** Begin SUPPLIED ENTRIES **

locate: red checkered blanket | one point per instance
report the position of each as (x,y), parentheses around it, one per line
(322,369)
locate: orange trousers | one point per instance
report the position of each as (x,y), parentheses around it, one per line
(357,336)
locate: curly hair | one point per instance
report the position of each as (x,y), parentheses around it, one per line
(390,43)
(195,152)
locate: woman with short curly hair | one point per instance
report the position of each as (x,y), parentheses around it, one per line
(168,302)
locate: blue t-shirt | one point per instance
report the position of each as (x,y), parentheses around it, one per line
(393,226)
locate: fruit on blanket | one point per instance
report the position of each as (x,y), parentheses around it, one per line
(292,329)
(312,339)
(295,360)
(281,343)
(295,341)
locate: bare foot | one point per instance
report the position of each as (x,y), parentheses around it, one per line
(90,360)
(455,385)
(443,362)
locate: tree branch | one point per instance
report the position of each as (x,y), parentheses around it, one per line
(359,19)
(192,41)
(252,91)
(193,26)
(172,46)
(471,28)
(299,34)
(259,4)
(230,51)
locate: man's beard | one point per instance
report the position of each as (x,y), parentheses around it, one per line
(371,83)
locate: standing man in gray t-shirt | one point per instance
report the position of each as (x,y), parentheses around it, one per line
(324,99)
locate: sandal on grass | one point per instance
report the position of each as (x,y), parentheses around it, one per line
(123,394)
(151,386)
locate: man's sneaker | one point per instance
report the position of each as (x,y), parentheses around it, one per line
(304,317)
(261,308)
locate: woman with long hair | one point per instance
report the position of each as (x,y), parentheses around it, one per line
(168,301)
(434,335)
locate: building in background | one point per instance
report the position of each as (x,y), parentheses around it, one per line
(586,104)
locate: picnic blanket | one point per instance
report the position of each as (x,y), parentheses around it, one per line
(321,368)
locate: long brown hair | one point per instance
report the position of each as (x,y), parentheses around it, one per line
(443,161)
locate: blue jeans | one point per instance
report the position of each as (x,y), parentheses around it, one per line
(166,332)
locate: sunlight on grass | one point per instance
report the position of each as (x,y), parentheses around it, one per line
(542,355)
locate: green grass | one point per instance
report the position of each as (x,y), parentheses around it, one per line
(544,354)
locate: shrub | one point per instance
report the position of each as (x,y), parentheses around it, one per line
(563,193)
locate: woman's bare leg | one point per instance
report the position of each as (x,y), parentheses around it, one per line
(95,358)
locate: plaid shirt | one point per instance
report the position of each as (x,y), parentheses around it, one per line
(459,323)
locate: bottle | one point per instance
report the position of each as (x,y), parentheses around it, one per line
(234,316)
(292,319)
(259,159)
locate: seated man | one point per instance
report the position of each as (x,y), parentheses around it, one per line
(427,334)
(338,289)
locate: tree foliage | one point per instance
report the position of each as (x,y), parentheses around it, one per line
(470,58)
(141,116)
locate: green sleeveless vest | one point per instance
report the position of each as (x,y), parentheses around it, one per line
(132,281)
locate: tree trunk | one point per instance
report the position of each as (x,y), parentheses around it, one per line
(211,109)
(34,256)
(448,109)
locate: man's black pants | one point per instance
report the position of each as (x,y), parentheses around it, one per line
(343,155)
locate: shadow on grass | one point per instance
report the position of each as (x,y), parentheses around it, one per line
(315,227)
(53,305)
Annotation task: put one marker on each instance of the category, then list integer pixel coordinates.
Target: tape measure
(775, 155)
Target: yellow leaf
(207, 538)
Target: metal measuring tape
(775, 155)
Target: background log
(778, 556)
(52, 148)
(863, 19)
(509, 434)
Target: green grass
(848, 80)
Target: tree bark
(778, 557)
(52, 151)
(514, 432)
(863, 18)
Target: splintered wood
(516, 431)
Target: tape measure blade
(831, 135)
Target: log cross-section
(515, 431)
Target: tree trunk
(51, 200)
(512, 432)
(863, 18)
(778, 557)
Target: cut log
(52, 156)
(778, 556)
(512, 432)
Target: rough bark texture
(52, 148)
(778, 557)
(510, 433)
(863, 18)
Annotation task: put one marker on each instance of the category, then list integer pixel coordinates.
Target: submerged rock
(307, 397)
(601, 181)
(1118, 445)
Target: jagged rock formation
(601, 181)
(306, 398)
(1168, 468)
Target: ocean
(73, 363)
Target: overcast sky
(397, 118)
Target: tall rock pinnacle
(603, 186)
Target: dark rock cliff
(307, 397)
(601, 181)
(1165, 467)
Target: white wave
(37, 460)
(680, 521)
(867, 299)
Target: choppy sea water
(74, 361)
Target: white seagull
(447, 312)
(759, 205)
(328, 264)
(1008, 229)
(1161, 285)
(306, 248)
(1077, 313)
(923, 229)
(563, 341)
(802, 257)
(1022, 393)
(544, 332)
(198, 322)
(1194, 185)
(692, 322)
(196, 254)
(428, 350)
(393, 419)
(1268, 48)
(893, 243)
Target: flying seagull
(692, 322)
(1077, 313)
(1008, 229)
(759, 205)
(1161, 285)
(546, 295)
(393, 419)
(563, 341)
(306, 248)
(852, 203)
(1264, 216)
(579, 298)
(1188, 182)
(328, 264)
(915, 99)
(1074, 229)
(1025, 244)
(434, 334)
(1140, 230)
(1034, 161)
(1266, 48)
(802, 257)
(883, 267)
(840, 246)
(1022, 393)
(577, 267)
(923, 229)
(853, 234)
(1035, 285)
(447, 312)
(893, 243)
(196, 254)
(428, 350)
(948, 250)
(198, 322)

** End SUPPLIED ENTRIES **

Quote the listing in full, please, keeping every line exact.

locate: red checkered blanket | one point per instance
report the position of each as (x,y), parentheses around it, one per line
(322,369)
locate: orange trousers | one point per instance
report the position of each as (x,y), parentheses around it, one per line
(357,336)
locate: curly hair | one point per instance
report the position of each as (x,y), parentheses around it, one per line
(390,43)
(195,152)
locate: woman with short curly hair | one point per instance
report the position of each as (x,y), parentheses around it, one per line
(168,302)
locate: blue t-shirt | one point per instance
report the position of each as (x,y), parentheses around it, one per line
(393,226)
locate: fruit on blanket | one point per instance
report the position of each as (x,y), parentheses around it, one per line
(292,329)
(312,339)
(295,360)
(281,343)
(295,341)
locate: bare foot | one point per instance
report the position of each as (x,y), parentheses around it, one per line
(90,360)
(455,385)
(443,362)
locate: tree branch | one point per instance
report the position of each as (x,y), parentheses around it, one per line
(359,19)
(192,41)
(252,91)
(193,26)
(172,46)
(471,28)
(299,34)
(259,4)
(230,51)
locate: man's beard | one point per instance
report the position of each as (x,y), parentheses around it, one per line
(371,83)
locate: standing man in gray t-shirt | one point per instance
report the position of each as (x,y), parentheses around it, one per line
(324,99)
locate: sandal on grass | one point per instance
report the position of each as (x,y), parentheses around it, one per line
(123,394)
(151,386)
locate: man's sneaker | one point per instance
report the position of each as (x,y), parentheses around it, one per line
(304,317)
(261,308)
locate: woman with long hair | one point per instance
report the position of each as (x,y), parentheses around it, one per line
(168,301)
(434,335)
locate: building in background | one point per instance
report the position of each as (x,y), parentheses around it, one per line
(586,104)
locate: picnic blanket | one point per instance
report the position of each as (x,y), parentheses around it, one per line
(321,368)
locate: long brown hair | one point per instance
report the position of each as (x,y), parentheses around it, one per line
(443,161)
locate: blue jeans | one point per instance
report the position of each as (x,y), parentheses around it, one per line
(166,332)
locate: sunlight on grass | one point per instance
report the position of each as (x,y), parentheses around it, one per line
(542,355)
locate: green grass | one point per instance
report the position of each as (x,y), parentheses around it, one per line
(544,354)
locate: shrub | one point per instance
report the position of each as (x,y), parentheses around it, one per line
(563,193)
locate: woman's bare leg | one point per instance
report the position of each as (x,y), parentheses around it, one per line
(95,358)
locate: plaid shirt | one point per instance
report the position of each as (x,y), parentheses around it, one per line
(459,323)
locate: bottle | one point per instance
report the position of each as (x,y), parentheses around it, one per line
(234,316)
(292,319)
(259,159)
locate: seated man | one point per instance
report the position of each as (x,y), parentheses around it, one per line
(427,334)
(338,289)
locate: tree foliage | one point per instance
report the position of each as (x,y), parentheses around it, one per line
(470,58)
(141,116)
locate: green sleeveless vest | one point per instance
report the position of each as (x,y), parentheses around it, one per line
(132,281)
locate: tree trunk | one point per instance
report the position of each as (x,y), parentheses around it, one per line
(211,109)
(34,256)
(448,109)
locate: man's black pants | one point per instance
report the position of each as (x,y), parentheses around it, one per line
(343,155)
locate: shadow on grass | one point per instance
report the position of each as (x,y), parentheses around it, one per line
(315,227)
(53,305)
Annotation task: put one marker on each instance of the category, then list integer pixel coordinates.
Target: tape measure
(775, 155)
Target: yellow leaf
(207, 538)
Target: metal measuring tape
(775, 155)
Target: background log
(778, 556)
(52, 148)
(863, 19)
(509, 434)
Target: green grass
(848, 80)
Target: tree bark
(778, 557)
(52, 151)
(514, 432)
(863, 18)
Target: splintered wood
(516, 431)
Target: tape measure blade
(831, 135)
Target: log cross-section
(515, 431)
Target: tree trunk
(51, 200)
(512, 432)
(863, 18)
(778, 557)
Target: cut log
(52, 156)
(778, 556)
(512, 432)
Target: rough bark texture
(52, 148)
(778, 557)
(510, 433)
(863, 18)
Annotation task: put one marker on each instance of the category, then list integer pixel coordinates.
Target: submerged rock
(307, 397)
(601, 181)
(1118, 445)
Target: jagged rock formation
(601, 181)
(306, 398)
(1168, 468)
Target: ocean
(73, 363)
Target: overcast sky
(397, 118)
Target: tall rock pinnacle
(603, 186)
Target: dark rock cliff
(307, 397)
(601, 181)
(1165, 467)
Target: white wave
(37, 460)
(680, 521)
(867, 299)
Target: choppy sea water
(74, 361)
Target: white seagull
(447, 312)
(759, 205)
(328, 264)
(1008, 229)
(1161, 285)
(306, 248)
(1077, 313)
(923, 229)
(563, 341)
(802, 257)
(1022, 393)
(544, 332)
(198, 322)
(1194, 185)
(692, 322)
(196, 254)
(428, 350)
(393, 419)
(1268, 48)
(893, 243)
Target: flying seagull
(692, 322)
(1077, 313)
(1008, 229)
(759, 205)
(1161, 285)
(546, 295)
(393, 419)
(563, 341)
(306, 248)
(852, 203)
(1264, 216)
(579, 298)
(1188, 182)
(328, 264)
(915, 99)
(1074, 229)
(1025, 244)
(434, 334)
(1140, 230)
(1034, 161)
(1266, 48)
(802, 257)
(883, 267)
(840, 246)
(1022, 393)
(577, 267)
(923, 229)
(853, 234)
(1035, 285)
(447, 312)
(893, 243)
(196, 254)
(428, 350)
(948, 250)
(198, 322)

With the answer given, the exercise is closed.